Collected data
------

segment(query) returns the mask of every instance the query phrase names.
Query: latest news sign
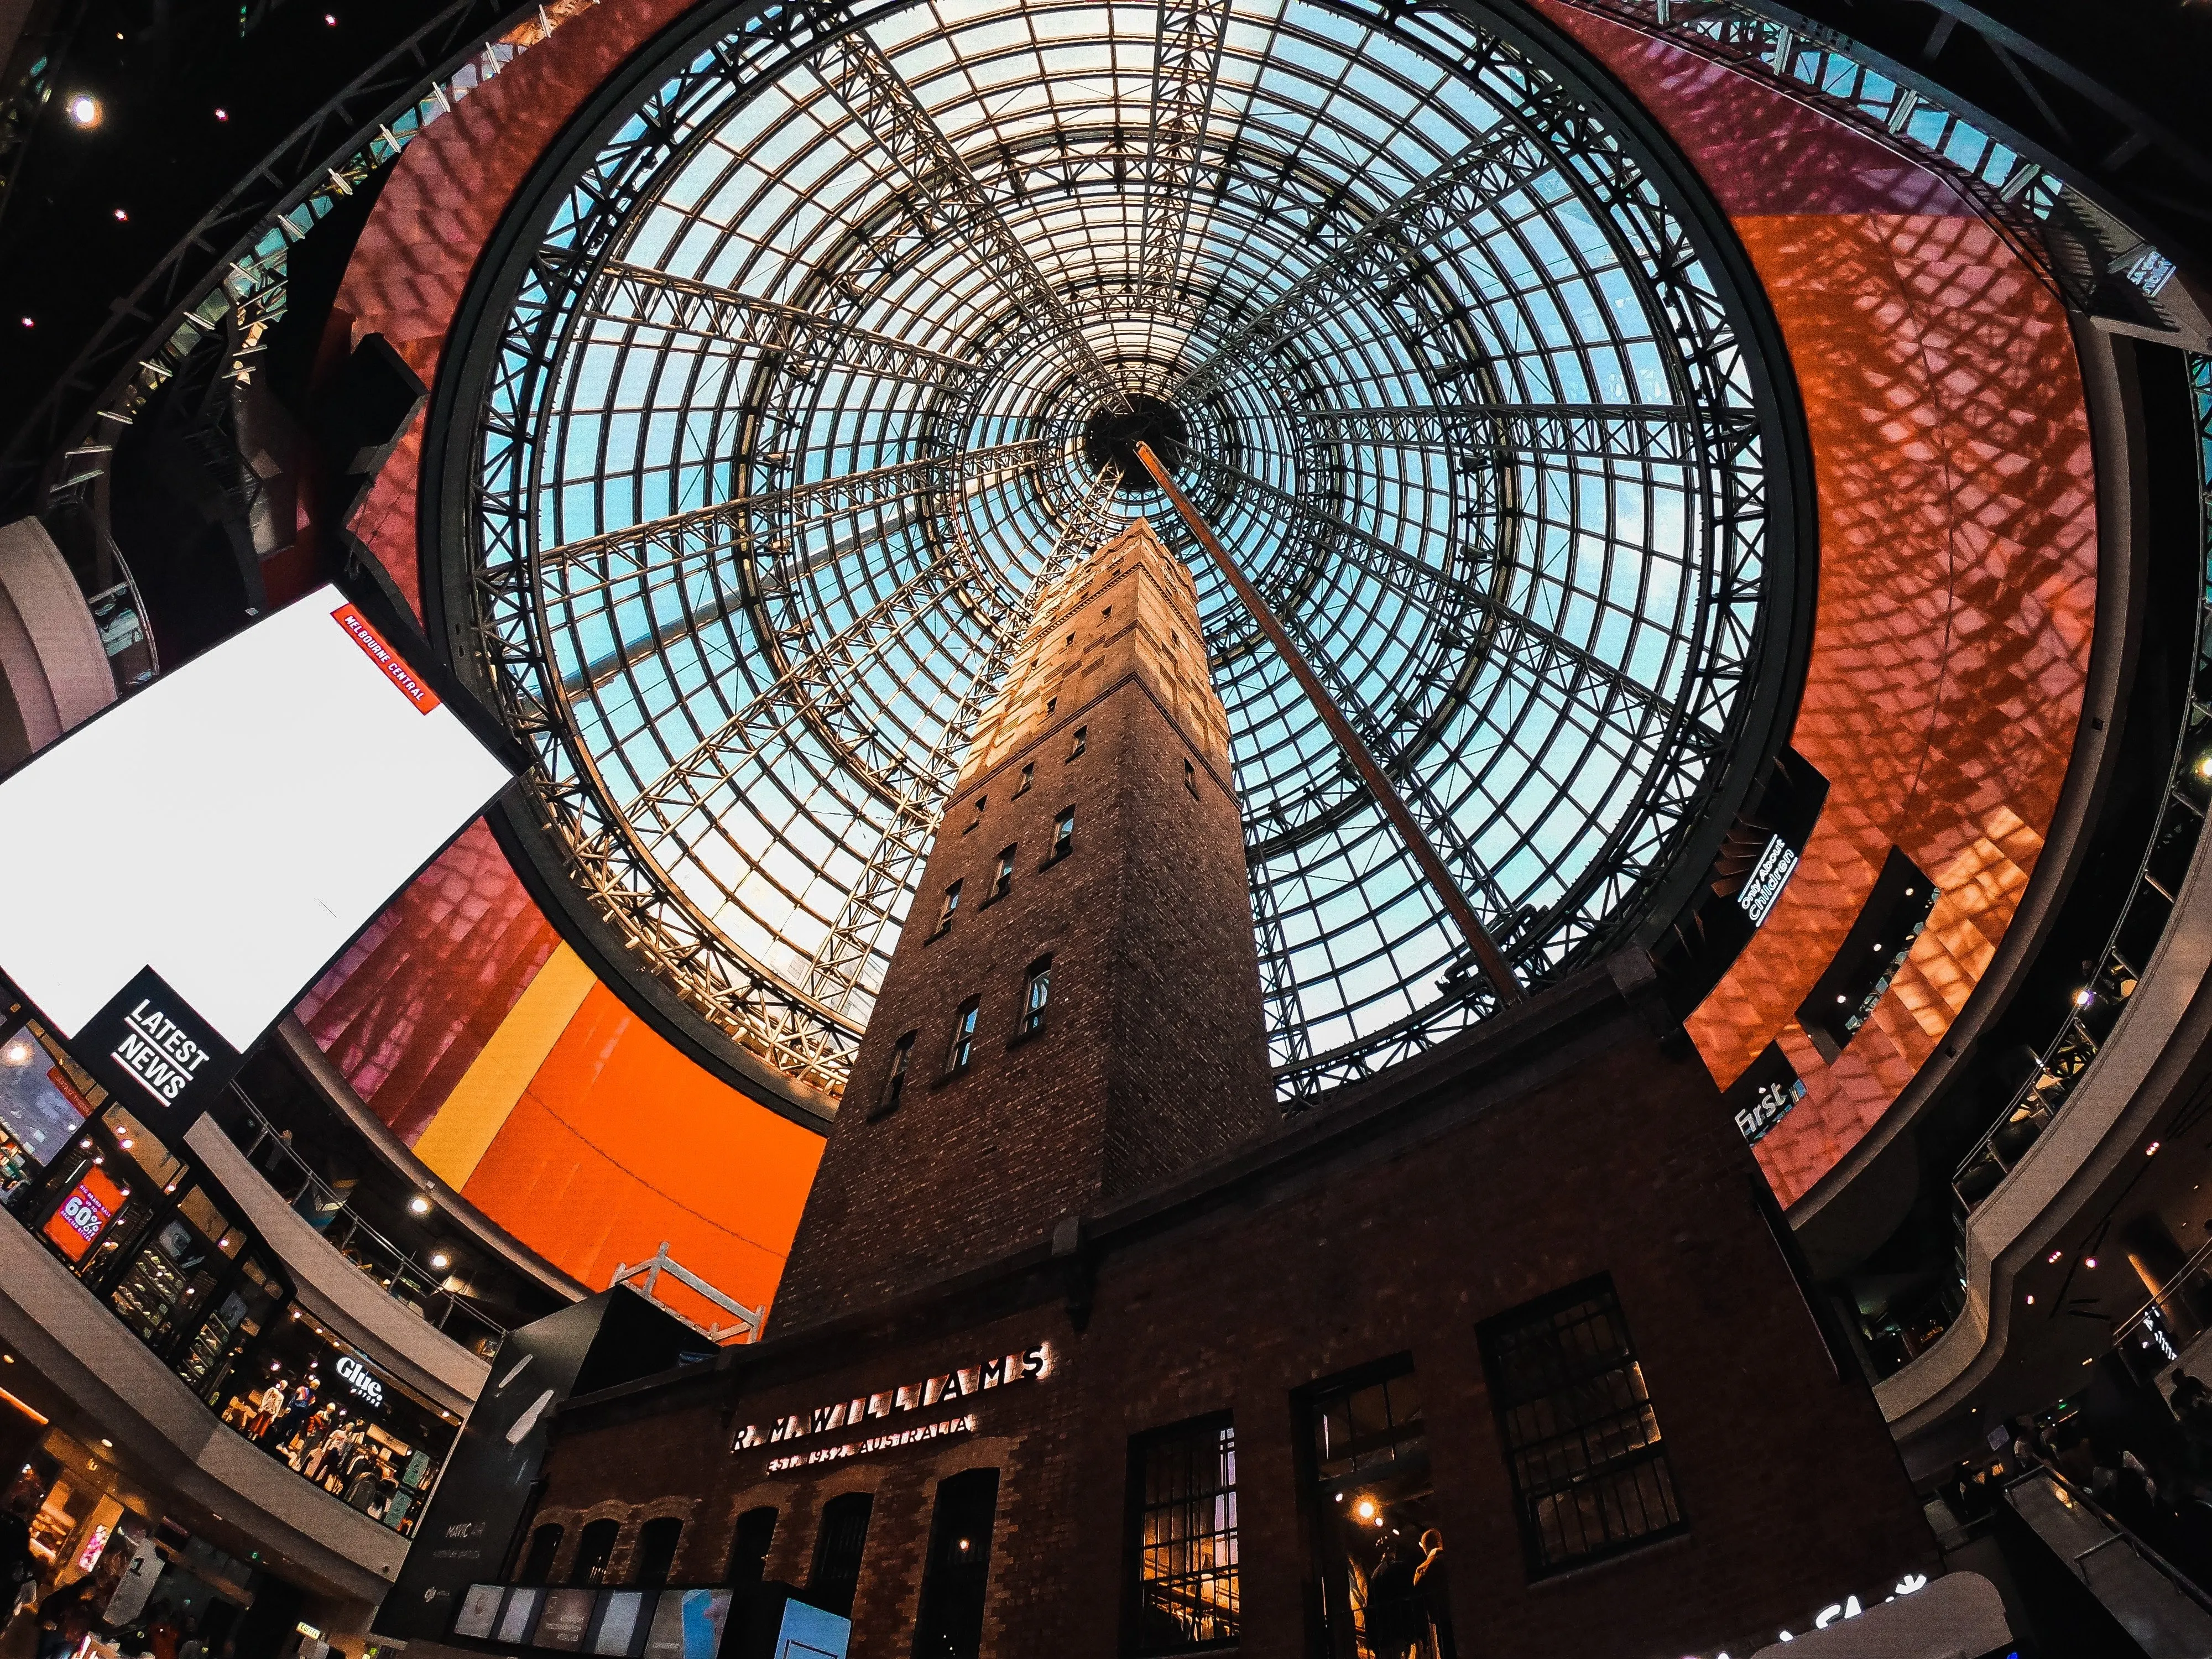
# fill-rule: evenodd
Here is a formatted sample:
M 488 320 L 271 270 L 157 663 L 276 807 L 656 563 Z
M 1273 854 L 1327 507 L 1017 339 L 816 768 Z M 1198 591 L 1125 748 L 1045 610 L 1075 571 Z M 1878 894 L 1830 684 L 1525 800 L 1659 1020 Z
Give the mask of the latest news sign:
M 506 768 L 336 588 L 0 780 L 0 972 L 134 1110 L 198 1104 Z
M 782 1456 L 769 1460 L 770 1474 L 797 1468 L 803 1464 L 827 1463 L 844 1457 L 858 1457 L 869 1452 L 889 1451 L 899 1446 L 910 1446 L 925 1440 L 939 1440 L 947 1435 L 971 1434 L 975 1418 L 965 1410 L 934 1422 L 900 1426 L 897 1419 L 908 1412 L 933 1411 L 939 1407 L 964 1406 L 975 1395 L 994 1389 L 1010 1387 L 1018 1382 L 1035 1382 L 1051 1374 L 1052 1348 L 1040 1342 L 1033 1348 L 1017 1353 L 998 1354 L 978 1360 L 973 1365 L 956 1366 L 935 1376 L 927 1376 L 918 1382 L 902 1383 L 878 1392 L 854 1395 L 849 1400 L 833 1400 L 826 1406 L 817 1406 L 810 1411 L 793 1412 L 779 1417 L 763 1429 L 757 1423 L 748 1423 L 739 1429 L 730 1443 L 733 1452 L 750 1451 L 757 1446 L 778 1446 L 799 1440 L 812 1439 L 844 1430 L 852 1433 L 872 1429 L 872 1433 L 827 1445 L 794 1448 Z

------

Repeat the records in full, exactly as they appear, but with the pictures removed.

segment(query) returns the mask of every instance the query phrase names.
Query: latest news sign
# fill-rule: evenodd
Here is a formatted sample:
M 488 320 L 271 270 L 157 663 L 276 807 L 656 563 Z
M 1273 854 L 1327 507 L 1017 339 L 816 768 Z M 1198 591 L 1125 748 L 1045 610 L 1075 571 Z M 1878 894 L 1830 684 L 1525 800 L 1659 1020 Z
Give the mask of the latest news sign:
M 506 768 L 336 588 L 0 780 L 0 972 L 134 1110 L 198 1104 Z
M 782 1456 L 769 1460 L 770 1474 L 797 1468 L 803 1464 L 827 1463 L 844 1457 L 858 1457 L 869 1452 L 889 1451 L 899 1446 L 910 1446 L 925 1440 L 939 1440 L 947 1435 L 971 1434 L 975 1418 L 965 1410 L 934 1422 L 900 1426 L 897 1419 L 908 1412 L 933 1411 L 939 1407 L 964 1406 L 975 1395 L 994 1389 L 1010 1387 L 1018 1382 L 1035 1382 L 1051 1374 L 1052 1348 L 1040 1342 L 1033 1348 L 1017 1353 L 998 1354 L 978 1360 L 973 1365 L 956 1366 L 935 1376 L 927 1376 L 918 1382 L 902 1383 L 878 1392 L 854 1395 L 849 1400 L 833 1400 L 826 1406 L 817 1406 L 810 1411 L 793 1412 L 779 1417 L 763 1429 L 757 1423 L 748 1423 L 739 1429 L 730 1443 L 733 1452 L 750 1451 L 757 1446 L 778 1446 L 799 1440 L 812 1439 L 844 1430 L 852 1433 L 872 1429 L 872 1433 L 827 1445 L 794 1448 Z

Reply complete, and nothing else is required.